======== Text under study

Finance Minister Arun Jaitley. 
Finance Minister Arun Jaitley.  
Economy

Jaitley’s Fiscal Math Is Looking No Different From Chidambaram’s ‘Fudgenomics’

ByR Jagannathan

NDA’s ‘fudgenomics’ has upped the dishonesty in budget math, taking it nearly back to the level it was under the UPA.

If the NDA comes back to power, it will have a lot of fiscal cleaning up to do.

With every passing month, and especially with election season upon us, the National Democratic Alliance’s (NDA’s) fiscal contortions are closing the dishonesty gap with the United Progressive Alliance’s (UPA’s) fundamentally dodgy budget math. Arun Jaitley’s ‘fudgenomics’ is different from P Chidambaram’s fiscal legerdemain only in a matter of degree.

Even when the going was good, Chidambaram in UPA-I hid his fiscal deficits by issuing oil and fertiliser bonds instead of showing the subsidies as part of government expenditures in his budget; the remaining subsidies were forced to be borne by the upstream and downstream oil companies, from Oil and Natural Gas Corporation (ONGC) to Indian Oil, Bharat Petroleum Corporation Limited (BPCL) and Hindustan Petroleum Corporation Limited (HPCL).

Then, when the going got tougher in UPA-II, he forced public sector companies to fork out special dividends to the government, and the Life Insurance Corporation (LIC) was repeatedly asked to bail out disinvestment flop stories, even while other public sector companies (especially in the oil sector) were asked to buy shares owned by the government, with the dubious logic of building strategic cross-holdings. The underlying logic, though, was not synergies in the oil sector, but fiscal needs. UPA economics was fudge, fudge and more fudge.

Now consider Jaitley’s policies. After maintaining a relatively clean record in the first three years, from the last fiscal (2017-18) ‘fudgenomics’ began to reappear. We saw ONGC being forced to dig deep into its pockets and borrow money from the banks to buy HPCL, when a simple share swap or transfer could have achieved the same synergies. LIC was repeatedly asked to bail out flop disinvestment stories like General Insurance Corporation (GIC) and New India Assurance, and more recently was offered IDBI Bank for a cash payout to the government. More recently, under pressure from a media-led outcry against high petrol and diesel prices, oil marketing companies were asked to bear some of the burden of price cuts (Re 1 per litre), which has since been drowned out by global oil price increases. And, borrowing yet another dubious trick from the UPA playbook, Jaitley is asking public sector companies to buy back shares in the range of Rs 10,000-20,000 crore.

In the last two years of its five-year tenure, ‘Modinomics’ is looking a lot like ‘Manmohanomics’, twins joined at the hip by bad accounting practices, and separated by political compulsions alone.

When Swarajya met the Prime Minister in June, one of the questions we asked was why the incoming NDA government did not restate accounts when a lot of the expenses for UPA-II’s last year in power (2013-14) had been pushed back to 2014-15 for payouts. Thus, the NDA started out with a bigger fiscal deficit than what Chidambaram claimed in his interim budget.

================
======== Provided information

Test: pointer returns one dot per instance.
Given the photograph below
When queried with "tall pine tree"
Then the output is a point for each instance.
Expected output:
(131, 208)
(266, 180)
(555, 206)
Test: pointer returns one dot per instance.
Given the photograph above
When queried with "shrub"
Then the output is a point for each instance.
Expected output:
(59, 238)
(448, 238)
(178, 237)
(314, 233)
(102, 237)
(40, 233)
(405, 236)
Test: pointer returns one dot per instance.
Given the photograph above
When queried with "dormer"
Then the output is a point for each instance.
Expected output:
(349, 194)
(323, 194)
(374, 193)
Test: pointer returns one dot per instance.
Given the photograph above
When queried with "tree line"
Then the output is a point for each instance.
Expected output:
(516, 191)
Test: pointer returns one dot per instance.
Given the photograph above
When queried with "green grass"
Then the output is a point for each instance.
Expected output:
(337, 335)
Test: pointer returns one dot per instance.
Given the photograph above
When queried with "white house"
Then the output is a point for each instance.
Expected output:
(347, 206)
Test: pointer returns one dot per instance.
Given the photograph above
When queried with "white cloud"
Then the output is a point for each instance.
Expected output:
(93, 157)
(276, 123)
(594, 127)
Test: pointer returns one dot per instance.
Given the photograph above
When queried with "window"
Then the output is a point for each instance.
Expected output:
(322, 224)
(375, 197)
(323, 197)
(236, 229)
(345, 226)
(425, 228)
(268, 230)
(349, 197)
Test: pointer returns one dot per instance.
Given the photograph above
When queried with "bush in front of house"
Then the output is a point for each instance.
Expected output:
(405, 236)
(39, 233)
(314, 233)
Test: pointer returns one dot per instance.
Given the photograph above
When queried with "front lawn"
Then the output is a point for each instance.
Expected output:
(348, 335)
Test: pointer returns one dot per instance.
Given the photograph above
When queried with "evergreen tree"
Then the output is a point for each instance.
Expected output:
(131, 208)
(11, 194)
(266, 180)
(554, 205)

================

## Set of tasks
(1) Please reproduce the column on Jaitley's fiscal math from "ByR Jagannathan" to "cleaning up to do.", switching "fiscal cleaning up" to "fiscal repair".
(2) Using the column on Jaitley's fiscal math, answer each question briefly:
(a) What two kinds of bonds did Chidambaram issue in UPA-I instead of showing subsidies in his budget?
(b) What per-litre share of the price cuts were oil marketing companies asked to bear?
(c) In which month did Swarajya meet the Prime Minister?
(3) Extend the column on Jaitley's fiscal math, picking up right after its last sentence.

## Written answers
(1)
ByR Jagannathan

NDA’s ‘fudgenomics’ has upped the dishonesty in budget math, taking it nearly back to the level it was under the UPA.

If the NDA comes back to power, it will have a lot of fiscal repair to do.

(2)
(a) Oil and fertiliser bonds.
(b) Re 1 per litre.
(c) June.

(3)
Modi’s reply was that he chose rashtraneeti over rajneeti, and accepted the UPA fudge as a given without giving it a political spin. He said: “in 2014, one of the key agendas of the BJP’s election campaign was highlighting the dismal management of the Indian economy, ironically under an ‘economist’ prime minister and a ‘know-it-all’ finance minister.

“We all knew that the economy was in the doldrums but since we were not in government, we naturally did not have the complete details of the state of the economy. But, what we saw when we formed the government left us shocked! The state of the economy was much worse than expected. Things were terrible. Even the budget figures were suspicious.

“When all of this came to light, we had two options – to be driven by rajneeti (political considerations) or be guided by rashtraneeti (putting the interests of India first). Rajneeti, or playing politics on the state of the economy in 2014, would have been extremely simple as well as politically advantageous for us. On the other hand, there was rashtraneeti, where more than politics and one-upmanship, reform was needed.

“Needless to say, we preferred to think of ‘India first’ instead of putting politics first. We did not want to push the issues under the carpet, but we were more interested in addressing the issue. We focused on reforming, strengthening and transforming the Indian economy.”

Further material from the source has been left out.